§ Pasaje proporcionado:
------------------------------------

De esta manera, Levrero no sólo no le escapa a lo que en verdad es la “literatura del yo”, sino que se sumerge definitivamente en ella: “Mi contemplación casi erótica de las ruinas es una contemplación narcisista” escribe y afirma “esas ruinas soy yo”. En este punto, El discurso vacío puede relacionarse con Marcel Proust, no sólo uno de los pioneros de la “literatura del yo”, sino un estilista que, aunque de manera opuesta a la de Levrero, también relega la forma al contenido, creando una densidad retórica casi alarmante a partir de sí mismo. El intento del escritor uruguayo por atrapar lo inapresable nos transporta al hilo conductor de la gran obra de Proust. Al igual que el escritor francés, Levrero se sumerge en las profundidades del Yo inconsciente. “Cree la gente, de modo casi unánime, que lo que a mí me interesa es escribir. Lo que me interesa es recordar, en el antiguo sentido de la palabra (=despertar)”. Es evidente el papel fundamental de la memoria en ambas obras, con la diferencia que, en los cien años que separan a los autores el psicoanálisis se instalo como una teoría que describe estos procesos inconscientes, que el francés anticipa y que el uruguayo, en cambio, conoce, describe y transita.

------------------------------------

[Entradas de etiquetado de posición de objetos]
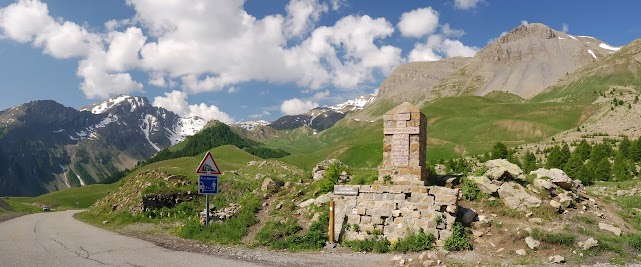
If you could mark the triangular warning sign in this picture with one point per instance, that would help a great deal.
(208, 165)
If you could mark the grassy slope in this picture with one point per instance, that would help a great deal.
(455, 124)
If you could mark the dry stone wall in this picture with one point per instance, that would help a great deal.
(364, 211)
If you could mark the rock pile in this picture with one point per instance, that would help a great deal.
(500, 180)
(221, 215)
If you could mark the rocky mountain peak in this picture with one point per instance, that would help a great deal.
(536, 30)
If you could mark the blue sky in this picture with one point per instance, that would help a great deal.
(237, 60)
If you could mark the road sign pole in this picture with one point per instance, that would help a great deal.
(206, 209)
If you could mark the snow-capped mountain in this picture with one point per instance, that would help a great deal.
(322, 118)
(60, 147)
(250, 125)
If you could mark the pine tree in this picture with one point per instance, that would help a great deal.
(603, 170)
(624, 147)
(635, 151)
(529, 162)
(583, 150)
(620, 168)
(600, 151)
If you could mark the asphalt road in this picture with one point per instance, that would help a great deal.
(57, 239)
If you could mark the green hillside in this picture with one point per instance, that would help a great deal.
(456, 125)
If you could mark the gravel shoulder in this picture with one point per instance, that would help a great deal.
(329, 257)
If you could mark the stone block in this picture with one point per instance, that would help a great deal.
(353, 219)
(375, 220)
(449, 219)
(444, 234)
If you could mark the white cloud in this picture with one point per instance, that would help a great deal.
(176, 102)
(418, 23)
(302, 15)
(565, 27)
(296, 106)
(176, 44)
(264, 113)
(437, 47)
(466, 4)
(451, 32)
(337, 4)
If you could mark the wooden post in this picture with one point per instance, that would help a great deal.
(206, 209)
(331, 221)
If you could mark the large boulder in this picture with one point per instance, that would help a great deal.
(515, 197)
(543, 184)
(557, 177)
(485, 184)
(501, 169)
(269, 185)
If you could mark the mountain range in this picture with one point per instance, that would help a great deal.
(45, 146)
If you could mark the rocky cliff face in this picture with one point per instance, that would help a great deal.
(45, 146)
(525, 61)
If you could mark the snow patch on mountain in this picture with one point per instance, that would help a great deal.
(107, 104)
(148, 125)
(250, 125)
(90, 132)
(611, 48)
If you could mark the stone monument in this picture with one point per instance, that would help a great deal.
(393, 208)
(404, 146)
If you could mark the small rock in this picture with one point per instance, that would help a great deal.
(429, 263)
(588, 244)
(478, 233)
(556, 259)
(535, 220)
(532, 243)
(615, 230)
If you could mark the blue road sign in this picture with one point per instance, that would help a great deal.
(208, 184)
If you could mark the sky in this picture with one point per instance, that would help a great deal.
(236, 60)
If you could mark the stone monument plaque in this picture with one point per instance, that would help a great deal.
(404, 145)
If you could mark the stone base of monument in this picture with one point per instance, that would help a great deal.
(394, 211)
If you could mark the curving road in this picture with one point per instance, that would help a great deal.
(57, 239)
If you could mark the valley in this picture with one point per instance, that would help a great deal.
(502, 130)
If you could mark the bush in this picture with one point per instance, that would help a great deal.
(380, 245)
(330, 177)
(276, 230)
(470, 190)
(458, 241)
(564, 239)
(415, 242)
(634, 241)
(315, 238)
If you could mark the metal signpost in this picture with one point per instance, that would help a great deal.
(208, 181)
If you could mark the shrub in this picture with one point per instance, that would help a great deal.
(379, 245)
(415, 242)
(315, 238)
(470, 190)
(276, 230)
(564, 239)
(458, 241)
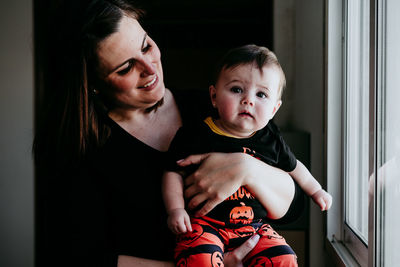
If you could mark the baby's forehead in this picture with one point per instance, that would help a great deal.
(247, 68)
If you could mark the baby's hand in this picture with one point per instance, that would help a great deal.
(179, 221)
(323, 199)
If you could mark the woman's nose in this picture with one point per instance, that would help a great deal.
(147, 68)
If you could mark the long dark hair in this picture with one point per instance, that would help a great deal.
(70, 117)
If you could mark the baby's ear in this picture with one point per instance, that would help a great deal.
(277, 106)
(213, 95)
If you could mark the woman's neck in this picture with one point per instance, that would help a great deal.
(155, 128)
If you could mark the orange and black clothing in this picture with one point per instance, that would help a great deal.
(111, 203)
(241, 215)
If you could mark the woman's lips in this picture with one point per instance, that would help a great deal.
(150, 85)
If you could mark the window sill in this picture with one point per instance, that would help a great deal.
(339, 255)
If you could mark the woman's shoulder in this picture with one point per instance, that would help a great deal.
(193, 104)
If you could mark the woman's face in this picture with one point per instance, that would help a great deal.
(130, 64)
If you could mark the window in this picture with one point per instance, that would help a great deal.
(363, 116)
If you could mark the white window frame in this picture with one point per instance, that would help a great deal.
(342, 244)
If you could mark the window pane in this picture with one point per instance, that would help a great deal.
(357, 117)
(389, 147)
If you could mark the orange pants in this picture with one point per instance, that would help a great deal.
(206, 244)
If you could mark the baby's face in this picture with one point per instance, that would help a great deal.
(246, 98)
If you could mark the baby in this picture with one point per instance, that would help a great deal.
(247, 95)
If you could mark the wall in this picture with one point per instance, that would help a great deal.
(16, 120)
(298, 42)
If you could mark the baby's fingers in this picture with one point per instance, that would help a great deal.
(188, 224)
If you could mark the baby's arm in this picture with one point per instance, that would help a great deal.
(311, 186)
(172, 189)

------------------------------------

§ Tareas asignadas:
1. Reproduzca íntegramente el pasaje sobre Levrero y Proust.
2. Transforme en un CSV de dos columnas, «texto» y «resultado», todas las entradas desde la que contiene "If you could mark the baby's arm" hasta el final de las entradas. Cada texto debe ocupar una fila junto con su resultado, con ambos campos entre comillas y los saltos de línea sustituidos por espacios.

§ Respuestas por tarea:
1.
De esta manera, Levrero no sólo no le escapa a lo que en verdad es la “literatura del yo”, sino que se sumerge definitivamente en ella: “Mi contemplación casi erótica de las ruinas es una contemplación narcisista” escribe y afirma “esas ruinas soy yo”. En este punto, El discurso vacío puede relacionarse con Marcel Proust, no sólo uno de los pioneros de la “literatura del yo”, sino un estilista que, aunque de manera opuesta a la de Levrero, también relega la forma al contenido, creando una densidad retórica casi alarmante a partir de sí mismo. El intento del escritor uruguayo por atrapar lo inapresable nos transporta al hilo conductor de la gran obra de Proust. Al igual que el escritor francés, Levrero se sumerge en las profundidades del Yo inconsciente. “Cree la gente, de modo casi unánime, que lo que a mí me interesa es escribir. Lo que me interesa es recordar, en el antiguo sentido de la palabra (=despertar)”. Es evidente el papel fundamental de la memoria en ambas obras, con la diferencia que, en los cien años que separan a los autores el psicoanálisis se instalo como una teoría que describe estos procesos inconscientes, que el francés anticipa y que el uruguayo, en cambio, conoce, describe y transita.

2.
texto,resultado
"If you could mark the baby's arm in this picture with one point per instance, that would help a great deal.","(311, 186) (172, 189)"